Start Given records

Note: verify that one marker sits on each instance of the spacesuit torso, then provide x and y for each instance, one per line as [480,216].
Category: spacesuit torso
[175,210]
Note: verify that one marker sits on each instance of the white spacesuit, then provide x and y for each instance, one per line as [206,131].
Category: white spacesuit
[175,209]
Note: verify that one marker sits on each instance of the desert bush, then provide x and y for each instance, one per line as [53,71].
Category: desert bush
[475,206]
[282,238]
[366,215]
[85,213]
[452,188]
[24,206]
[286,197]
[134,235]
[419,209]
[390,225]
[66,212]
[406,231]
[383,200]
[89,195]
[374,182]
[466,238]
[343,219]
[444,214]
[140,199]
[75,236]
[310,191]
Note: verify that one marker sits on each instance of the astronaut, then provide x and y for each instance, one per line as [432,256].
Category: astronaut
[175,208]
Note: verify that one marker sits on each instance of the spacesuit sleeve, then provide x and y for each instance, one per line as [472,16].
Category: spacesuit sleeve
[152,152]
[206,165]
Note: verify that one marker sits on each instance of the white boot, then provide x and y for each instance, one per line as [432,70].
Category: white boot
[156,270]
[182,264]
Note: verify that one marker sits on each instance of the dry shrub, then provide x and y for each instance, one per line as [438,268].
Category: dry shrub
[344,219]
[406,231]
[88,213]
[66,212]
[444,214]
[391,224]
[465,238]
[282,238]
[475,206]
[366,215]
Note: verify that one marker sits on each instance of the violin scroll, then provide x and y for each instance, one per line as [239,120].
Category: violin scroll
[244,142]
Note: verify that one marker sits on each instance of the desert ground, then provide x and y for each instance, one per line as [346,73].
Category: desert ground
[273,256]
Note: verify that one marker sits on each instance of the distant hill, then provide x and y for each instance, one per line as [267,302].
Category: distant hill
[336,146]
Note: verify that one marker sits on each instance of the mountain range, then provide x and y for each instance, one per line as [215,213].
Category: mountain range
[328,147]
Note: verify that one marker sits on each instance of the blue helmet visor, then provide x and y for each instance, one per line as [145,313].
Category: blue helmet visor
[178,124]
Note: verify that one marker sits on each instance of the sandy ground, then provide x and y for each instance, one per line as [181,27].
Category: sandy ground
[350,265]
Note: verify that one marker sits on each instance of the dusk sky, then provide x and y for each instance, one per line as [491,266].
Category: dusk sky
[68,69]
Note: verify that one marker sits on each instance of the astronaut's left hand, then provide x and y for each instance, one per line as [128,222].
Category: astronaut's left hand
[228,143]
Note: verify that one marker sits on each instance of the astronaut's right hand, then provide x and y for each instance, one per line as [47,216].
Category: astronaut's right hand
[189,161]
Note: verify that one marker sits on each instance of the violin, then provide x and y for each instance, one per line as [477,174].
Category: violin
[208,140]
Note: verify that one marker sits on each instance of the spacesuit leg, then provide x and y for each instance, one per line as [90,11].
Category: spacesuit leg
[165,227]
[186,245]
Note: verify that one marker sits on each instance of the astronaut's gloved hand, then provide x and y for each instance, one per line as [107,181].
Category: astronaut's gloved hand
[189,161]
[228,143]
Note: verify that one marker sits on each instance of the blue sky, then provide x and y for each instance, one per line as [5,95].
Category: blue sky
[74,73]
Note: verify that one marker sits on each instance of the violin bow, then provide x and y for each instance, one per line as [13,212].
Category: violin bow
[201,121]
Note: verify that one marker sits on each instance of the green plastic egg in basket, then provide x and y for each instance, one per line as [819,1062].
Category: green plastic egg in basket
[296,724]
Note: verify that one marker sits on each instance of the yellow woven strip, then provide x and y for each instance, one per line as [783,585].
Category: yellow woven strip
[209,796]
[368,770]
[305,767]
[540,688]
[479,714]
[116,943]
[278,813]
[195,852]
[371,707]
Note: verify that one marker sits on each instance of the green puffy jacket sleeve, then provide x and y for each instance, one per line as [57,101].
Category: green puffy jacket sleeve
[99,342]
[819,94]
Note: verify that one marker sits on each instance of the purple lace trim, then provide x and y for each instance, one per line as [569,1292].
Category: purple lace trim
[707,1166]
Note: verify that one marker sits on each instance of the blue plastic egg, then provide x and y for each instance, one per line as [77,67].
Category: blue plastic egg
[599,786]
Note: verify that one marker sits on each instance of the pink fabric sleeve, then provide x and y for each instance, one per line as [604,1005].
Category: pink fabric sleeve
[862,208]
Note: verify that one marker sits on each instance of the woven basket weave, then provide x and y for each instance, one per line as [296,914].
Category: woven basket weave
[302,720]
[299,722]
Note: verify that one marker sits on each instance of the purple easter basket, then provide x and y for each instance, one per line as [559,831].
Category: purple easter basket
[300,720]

End Given records

--- Problem to work on ---
Return each entry from above without altering a single character.

--- Problem solution ---
Note: verify that one marker sits on each instance of the spacesuit torso, then provide x and y for each instance, one per line as [480,216].
Category: spacesuit torso
[175,210]
Note: verify that one marker sits on each instance of the white spacesuit, then provide x and y for each instance, one per line as [206,131].
Category: white spacesuit
[175,209]
Note: verify that one marker sits on each instance of the desert bush, then provide x and y for each instance, one per line as [53,71].
Category: desert bush
[475,206]
[282,238]
[366,215]
[85,213]
[452,188]
[24,206]
[286,197]
[134,235]
[419,209]
[390,225]
[66,212]
[406,231]
[383,200]
[89,195]
[374,182]
[466,238]
[343,219]
[444,214]
[140,199]
[75,236]
[310,191]
Note: verify that one marker sits on each instance of the astronaut, then provide x and y for each instance, one per line as [432,256].
Category: astronaut
[175,208]
Note: verify that one marker sits on each instance of the spacesuit sleeve, then provide x and y for each instance, one per line as [472,16].
Category: spacesuit sleeve
[152,152]
[206,165]
Note: verify that one marker sits on each instance of the white boot, then provide x and y for each instance, one per line as [432,70].
Category: white boot
[156,270]
[182,264]
Note: verify that one marker sits on each instance of the dry shrub, then provide x and y for each instance, one per line as [438,268].
Category: dry shrub
[344,219]
[406,231]
[88,213]
[66,212]
[444,214]
[391,224]
[465,238]
[282,238]
[475,206]
[366,215]
Note: verify that one marker sits on each instance of the violin scroll, then provide x and y for each instance, one per line as [239,120].
Category: violin scroll
[244,142]
Note: verify that one marker sits on each instance of the desert ground, then provide x and y for each instance, one per line as [346,73].
Category: desert ground
[273,256]
Note: verify that one marker sits on each instance of the distant hill, then provide x and y for each instance, one per line as [267,302].
Category: distant hill
[336,146]
Note: verify that one marker sits on each instance of the mountain range, then provide x and y for each instance, one per line as [215,213].
Category: mountain range
[328,147]
Note: verify that one marker sits on each instance of the blue helmet visor, then provide x and y for each instance, one per line as [145,313].
Category: blue helmet visor
[178,124]
Note: verify that one marker sits on each instance of the sandy ground, then provide x and y for each instance, one per line as [181,27].
Category: sandy ground
[350,265]
Note: verify that one marker sits on each instance of the dusk sky, then provide x and y for each instance, one per line as [491,266].
Category: dusk sky
[68,69]
Note: verify that one marker sits on each instance of the astronaut's left hand, then provide x and y for each instance, one per line as [128,222].
Category: astronaut's left hand
[228,143]
Note: verify that one marker sits on each instance of the astronaut's right hand, then provide x and y for each instance, one per line as [47,216].
Category: astronaut's right hand
[189,161]
Note: verify that one marker sits on each instance of the violin, then provide x and y for each instance, one per line as [477,174].
Category: violin
[208,140]
Note: verify that one marker sits on each instance of the spacesuit leg, then provide x and y for each instance, one per line as [90,11].
Category: spacesuit leg
[165,227]
[186,245]
Note: verify that one marker sits on each instance of the astronaut's gloved hand, then provide x and y for each instance, one per line as [107,181].
Category: astronaut's gloved hand
[189,161]
[228,143]
Note: verify that one marker sits on each instance of the blue sky, then provide x and y for each instance, one per line as [5,95].
Category: blue sky
[74,73]
Note: verify that one marker sits on each instance of the violin bow, then provide x and y for each instance, one per line as [13,212].
Category: violin bow
[201,121]
Note: verify that one marker sits on each instance of the green plastic egg in basket, then provide x and y for each instance, one per line as [819,1062].
Category: green plastic egg in basket
[296,724]
Note: verify that one marker sits on each instance of the yellow woven strip, then provide x and y for each instance, one per line as [783,585].
Category: yellow woven strip
[209,796]
[368,770]
[305,767]
[540,688]
[479,714]
[116,943]
[278,813]
[195,852]
[371,707]
Note: verify that one marker sits on each instance of the green puffy jacket sleeve, then provide x and y for each instance, one per line as [57,101].
Category: green puffy jacket sleeve
[99,342]
[819,94]
Note: verify that one marker sits on each instance of the purple lace trim, then provide x and y for each instance, one per line as [569,1292].
Category: purple lace trim
[707,1166]
Note: verify that one marker sits on each instance of the blue plastic egg, then provide x and y for each instance, one per line as [77,67].
Category: blue plastic egg
[599,786]
Note: verify that one marker sits on each instance of the pink fabric sleeve, then provide x and y for each instance, one per line as [604,1005].
Category: pink fabric sleeve
[862,208]
Note: verify that one marker sits on each instance of the woven basket weave, then provide x and y for each instance, one per line as [296,914].
Category: woven basket weave
[302,720]
[299,722]
Note: verify that one marker sits on each instance of the purple easter basket, then provide x and y for each instance, one per line as [559,831].
Category: purple easter basket
[300,720]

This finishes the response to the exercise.